(Task details): A single stretch of the material below is to be transcribed exactly, starting at the line with "Mark a point on each instance of the person" and ending after the line with "Mark a point on each instance of the rippled".

(Entries supplied):
---

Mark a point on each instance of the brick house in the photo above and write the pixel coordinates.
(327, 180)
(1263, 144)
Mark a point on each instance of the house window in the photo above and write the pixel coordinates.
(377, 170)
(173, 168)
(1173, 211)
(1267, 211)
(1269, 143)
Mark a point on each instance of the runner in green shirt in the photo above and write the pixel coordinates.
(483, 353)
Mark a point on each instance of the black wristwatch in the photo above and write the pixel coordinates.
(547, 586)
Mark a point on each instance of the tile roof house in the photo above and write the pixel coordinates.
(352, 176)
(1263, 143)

---

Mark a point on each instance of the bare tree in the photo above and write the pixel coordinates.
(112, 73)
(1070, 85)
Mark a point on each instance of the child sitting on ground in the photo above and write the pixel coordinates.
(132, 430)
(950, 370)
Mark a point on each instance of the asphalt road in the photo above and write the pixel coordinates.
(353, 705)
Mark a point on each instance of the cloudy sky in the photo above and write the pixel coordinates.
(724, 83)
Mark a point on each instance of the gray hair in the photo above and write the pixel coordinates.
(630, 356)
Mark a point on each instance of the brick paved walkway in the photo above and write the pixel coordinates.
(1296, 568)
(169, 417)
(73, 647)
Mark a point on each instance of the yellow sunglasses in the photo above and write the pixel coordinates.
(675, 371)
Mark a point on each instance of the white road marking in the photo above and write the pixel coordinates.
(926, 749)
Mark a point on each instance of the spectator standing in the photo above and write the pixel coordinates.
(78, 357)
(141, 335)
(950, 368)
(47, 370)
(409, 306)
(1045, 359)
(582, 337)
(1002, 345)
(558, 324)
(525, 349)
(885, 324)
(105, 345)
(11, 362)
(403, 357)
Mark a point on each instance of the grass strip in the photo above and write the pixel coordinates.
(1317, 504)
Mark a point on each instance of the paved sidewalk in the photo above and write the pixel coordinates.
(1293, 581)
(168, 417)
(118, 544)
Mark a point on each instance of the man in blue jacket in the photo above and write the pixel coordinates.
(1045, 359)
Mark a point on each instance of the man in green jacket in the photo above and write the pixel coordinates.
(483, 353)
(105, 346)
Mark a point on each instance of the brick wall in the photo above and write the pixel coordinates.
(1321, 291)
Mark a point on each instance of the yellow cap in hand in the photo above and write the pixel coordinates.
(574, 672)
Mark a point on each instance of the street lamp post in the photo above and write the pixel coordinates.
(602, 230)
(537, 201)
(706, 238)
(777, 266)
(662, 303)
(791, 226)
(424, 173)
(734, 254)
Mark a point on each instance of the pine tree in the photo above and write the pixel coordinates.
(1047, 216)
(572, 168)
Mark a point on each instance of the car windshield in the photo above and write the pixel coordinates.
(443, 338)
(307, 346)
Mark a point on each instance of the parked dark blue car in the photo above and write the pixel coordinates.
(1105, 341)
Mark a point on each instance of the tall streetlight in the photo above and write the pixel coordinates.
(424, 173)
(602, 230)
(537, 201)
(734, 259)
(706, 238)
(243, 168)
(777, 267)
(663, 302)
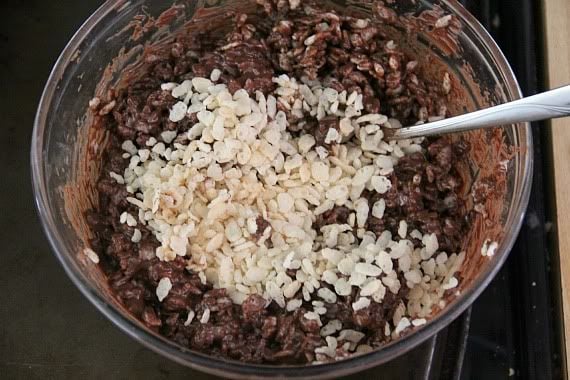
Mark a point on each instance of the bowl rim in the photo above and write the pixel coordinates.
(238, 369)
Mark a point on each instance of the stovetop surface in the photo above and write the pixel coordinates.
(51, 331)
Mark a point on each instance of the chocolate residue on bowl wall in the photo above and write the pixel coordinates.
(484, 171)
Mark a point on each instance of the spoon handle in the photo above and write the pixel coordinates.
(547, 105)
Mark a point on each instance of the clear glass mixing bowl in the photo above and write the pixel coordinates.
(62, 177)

---

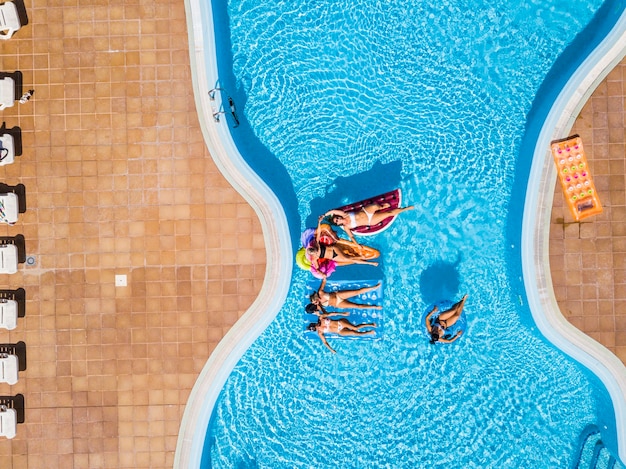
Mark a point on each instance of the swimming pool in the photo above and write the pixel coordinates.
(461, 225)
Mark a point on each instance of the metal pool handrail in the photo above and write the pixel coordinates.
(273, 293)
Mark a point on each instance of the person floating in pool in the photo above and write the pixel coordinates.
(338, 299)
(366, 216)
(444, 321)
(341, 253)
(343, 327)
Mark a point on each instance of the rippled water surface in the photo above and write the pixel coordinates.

---

(Solution to the problem):
Mark a point on each instance of the person floating in pool in the photo above and write the pixel coordinates.
(338, 299)
(366, 216)
(444, 321)
(341, 253)
(343, 327)
Mark a point on each instance of the rippled water surface in the photo above and write the pixel coordinates.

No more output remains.